## Begin RAW RECORDS

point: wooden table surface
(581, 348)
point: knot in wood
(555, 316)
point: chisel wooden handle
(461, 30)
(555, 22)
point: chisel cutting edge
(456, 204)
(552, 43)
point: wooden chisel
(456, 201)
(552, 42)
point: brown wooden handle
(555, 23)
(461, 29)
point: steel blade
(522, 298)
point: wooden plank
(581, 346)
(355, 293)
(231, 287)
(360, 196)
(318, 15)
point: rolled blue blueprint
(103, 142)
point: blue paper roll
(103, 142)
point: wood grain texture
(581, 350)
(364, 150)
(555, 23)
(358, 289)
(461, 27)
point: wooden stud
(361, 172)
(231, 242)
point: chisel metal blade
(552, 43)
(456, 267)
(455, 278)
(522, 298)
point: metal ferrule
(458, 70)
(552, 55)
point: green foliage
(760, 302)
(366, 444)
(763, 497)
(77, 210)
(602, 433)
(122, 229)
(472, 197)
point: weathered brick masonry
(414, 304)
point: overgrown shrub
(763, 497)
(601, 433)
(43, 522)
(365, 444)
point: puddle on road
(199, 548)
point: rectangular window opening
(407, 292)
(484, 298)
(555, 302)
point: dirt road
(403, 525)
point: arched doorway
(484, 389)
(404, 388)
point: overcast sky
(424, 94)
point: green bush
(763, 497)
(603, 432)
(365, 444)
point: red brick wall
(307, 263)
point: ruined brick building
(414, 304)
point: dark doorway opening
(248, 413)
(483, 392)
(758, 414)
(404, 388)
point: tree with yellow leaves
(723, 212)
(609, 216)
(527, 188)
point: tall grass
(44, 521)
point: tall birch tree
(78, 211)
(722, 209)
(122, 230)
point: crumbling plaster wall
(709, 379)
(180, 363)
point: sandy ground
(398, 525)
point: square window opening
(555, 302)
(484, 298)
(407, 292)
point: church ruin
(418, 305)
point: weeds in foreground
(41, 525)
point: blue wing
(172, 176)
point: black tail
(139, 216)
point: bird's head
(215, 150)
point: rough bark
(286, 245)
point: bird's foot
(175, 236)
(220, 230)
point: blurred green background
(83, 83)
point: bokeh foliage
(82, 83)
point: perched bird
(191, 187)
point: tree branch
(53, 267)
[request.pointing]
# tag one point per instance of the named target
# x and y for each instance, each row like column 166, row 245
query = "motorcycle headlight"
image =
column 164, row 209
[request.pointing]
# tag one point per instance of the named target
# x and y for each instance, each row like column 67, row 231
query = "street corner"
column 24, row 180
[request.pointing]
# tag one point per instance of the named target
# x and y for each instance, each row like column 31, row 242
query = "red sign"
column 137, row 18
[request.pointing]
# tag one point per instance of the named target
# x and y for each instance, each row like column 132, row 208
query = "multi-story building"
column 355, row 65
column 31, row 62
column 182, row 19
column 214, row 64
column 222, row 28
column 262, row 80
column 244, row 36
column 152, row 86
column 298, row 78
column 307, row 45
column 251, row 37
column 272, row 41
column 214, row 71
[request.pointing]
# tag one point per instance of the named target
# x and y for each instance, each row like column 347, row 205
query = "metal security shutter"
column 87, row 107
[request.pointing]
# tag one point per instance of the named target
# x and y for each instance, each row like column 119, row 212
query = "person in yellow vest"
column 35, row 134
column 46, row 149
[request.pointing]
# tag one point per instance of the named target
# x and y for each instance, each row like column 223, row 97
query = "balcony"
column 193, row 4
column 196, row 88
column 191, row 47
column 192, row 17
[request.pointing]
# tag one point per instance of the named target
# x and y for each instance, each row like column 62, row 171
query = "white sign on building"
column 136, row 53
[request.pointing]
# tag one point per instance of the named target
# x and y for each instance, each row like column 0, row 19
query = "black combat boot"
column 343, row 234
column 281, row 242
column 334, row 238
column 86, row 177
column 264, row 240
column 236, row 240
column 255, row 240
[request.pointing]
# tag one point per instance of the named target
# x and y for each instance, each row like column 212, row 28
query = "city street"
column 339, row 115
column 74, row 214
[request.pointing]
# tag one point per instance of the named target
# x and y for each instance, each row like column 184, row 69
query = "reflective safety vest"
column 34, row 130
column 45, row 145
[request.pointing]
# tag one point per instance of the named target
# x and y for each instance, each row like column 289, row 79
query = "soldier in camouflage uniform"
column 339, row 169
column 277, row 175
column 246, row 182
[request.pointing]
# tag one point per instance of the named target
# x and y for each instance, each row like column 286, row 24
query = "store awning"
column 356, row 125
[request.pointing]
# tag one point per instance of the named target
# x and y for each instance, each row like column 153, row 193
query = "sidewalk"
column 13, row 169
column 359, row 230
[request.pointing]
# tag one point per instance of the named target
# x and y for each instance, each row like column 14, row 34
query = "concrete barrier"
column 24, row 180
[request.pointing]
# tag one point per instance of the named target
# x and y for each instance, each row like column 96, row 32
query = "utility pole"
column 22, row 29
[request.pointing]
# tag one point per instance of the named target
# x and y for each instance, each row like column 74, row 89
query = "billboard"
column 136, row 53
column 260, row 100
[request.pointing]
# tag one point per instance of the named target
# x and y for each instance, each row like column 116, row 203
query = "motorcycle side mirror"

## End RAW RECORDS

**EXERCISE BRIEF**
Reproduce every line of the data above verbatim, from the first through the last.

**ANSWER TO THIS PROBLEM**
point: wooden table surface
(581, 348)
point: knot in wood
(555, 316)
point: chisel wooden handle
(461, 30)
(555, 22)
point: chisel cutting edge
(456, 204)
(552, 43)
point: wooden chisel
(456, 201)
(552, 42)
point: brown wooden handle
(555, 23)
(461, 29)
point: steel blade
(522, 298)
point: wooden plank
(581, 346)
(355, 293)
(231, 287)
(360, 196)
(318, 15)
point: rolled blue blueprint
(103, 142)
point: blue paper roll
(103, 142)
point: wood grain texture
(581, 350)
(364, 150)
(555, 23)
(358, 289)
(461, 27)
point: wooden stud
(361, 172)
(231, 242)
point: chisel metal blade
(552, 43)
(456, 267)
(455, 278)
(522, 298)
point: metal ferrule
(458, 70)
(552, 55)
point: green foliage
(760, 302)
(366, 444)
(763, 497)
(77, 210)
(602, 433)
(122, 229)
(472, 197)
point: weathered brick masonry
(414, 304)
point: overgrown shrub
(763, 497)
(601, 433)
(43, 522)
(365, 444)
point: puddle on road
(199, 548)
point: rectangular window opening
(407, 292)
(484, 298)
(555, 302)
point: dirt road
(403, 525)
point: arched doorway
(484, 389)
(404, 388)
point: overcast sky
(424, 94)
point: green bush
(763, 497)
(603, 432)
(365, 444)
point: red brick wall
(307, 263)
point: ruined brick building
(414, 304)
point: dark doorway opening
(248, 413)
(483, 392)
(758, 414)
(404, 388)
point: tree with yellow leaves
(723, 212)
(609, 216)
(527, 188)
point: tall grass
(44, 521)
point: tall birch tree
(78, 211)
(722, 209)
(122, 230)
point: crumbling plaster wall
(709, 379)
(180, 363)
point: sandy ground
(398, 525)
point: square window opening
(555, 302)
(484, 298)
(407, 292)
point: church ruin
(418, 305)
point: weeds in foreground
(41, 525)
point: blue wing
(172, 176)
point: black tail
(139, 216)
point: bird's head
(215, 150)
point: rough bark
(286, 245)
point: bird's foot
(175, 236)
(220, 230)
point: blurred green background
(83, 83)
point: bokeh foliage
(82, 83)
point: perched bird
(191, 187)
point: tree branch
(53, 267)
[request.pointing]
# tag one point per instance of the named target
# x and y for each instance, each row like column 166, row 245
query = "motorcycle headlight"
image =
column 164, row 209
[request.pointing]
# tag one point per instance of the named target
# x and y for each instance, each row like column 67, row 231
query = "street corner"
column 24, row 180
[request.pointing]
# tag one point per instance of the named target
# x and y for each instance, each row like column 31, row 242
query = "red sign"
column 137, row 18
[request.pointing]
# tag one point per instance of the named target
# x and y for each instance, each row like column 132, row 208
query = "multi-story building"
column 355, row 65
column 31, row 62
column 182, row 19
column 214, row 64
column 222, row 28
column 262, row 80
column 244, row 36
column 152, row 86
column 298, row 78
column 307, row 45
column 251, row 37
column 272, row 41
column 214, row 71
[request.pointing]
# tag one point per instance of the named target
# x and y for each instance, each row like column 347, row 205
query = "metal security shutter"
column 87, row 107
[request.pointing]
# tag one point per instance of the named target
# x and y for each instance, each row like column 119, row 212
query = "person in yellow vest"
column 35, row 134
column 46, row 149
[request.pointing]
# tag one point per instance of the named target
# x and y for each instance, each row like column 223, row 97
query = "balcony"
column 193, row 4
column 196, row 88
column 191, row 47
column 192, row 17
[request.pointing]
# tag one point per instance of the named target
# x and y for each instance, each row like column 62, row 171
query = "white sign on building"
column 136, row 53
[request.pointing]
# tag one point per instance of the named target
# x and y for each instance, each row like column 0, row 19
query = "black combat boot"
column 343, row 234
column 281, row 242
column 334, row 238
column 86, row 177
column 264, row 240
column 236, row 240
column 255, row 240
[request.pointing]
# tag one point per instance of the named target
# x and y for each instance, each row like column 212, row 28
query = "city street"
column 339, row 115
column 74, row 214
[request.pointing]
# tag one point per instance of the named target
# x and y for each instance, each row like column 184, row 69
query = "reflective safety vest"
column 34, row 130
column 45, row 145
[request.pointing]
# tag one point per instance of the named target
# x and y for each instance, each row like column 289, row 79
query = "soldier in camouflage uniform"
column 339, row 169
column 277, row 175
column 246, row 182
[request.pointing]
# tag one point per instance of the named target
# x and y for each instance, each row like column 286, row 24
query = "store awning"
column 356, row 125
[request.pointing]
# tag one point per instance of the named target
# x and y for each instance, each row like column 153, row 193
query = "sidewalk"
column 13, row 169
column 359, row 230
[request.pointing]
# tag one point per instance of the named target
# x and y for each instance, each row like column 14, row 34
query = "concrete barrier"
column 24, row 180
[request.pointing]
# tag one point per instance of the named target
# x and y for each instance, each row like column 96, row 32
query = "utility pole"
column 22, row 29
[request.pointing]
# tag one point per instance of the named target
# x and y for each instance, each row like column 74, row 89
query = "billboard"
column 136, row 53
column 260, row 100
[request.pointing]
# tag one point per instance of the named target
# x and y for each instance, each row like column 116, row 203
query = "motorcycle side mirror"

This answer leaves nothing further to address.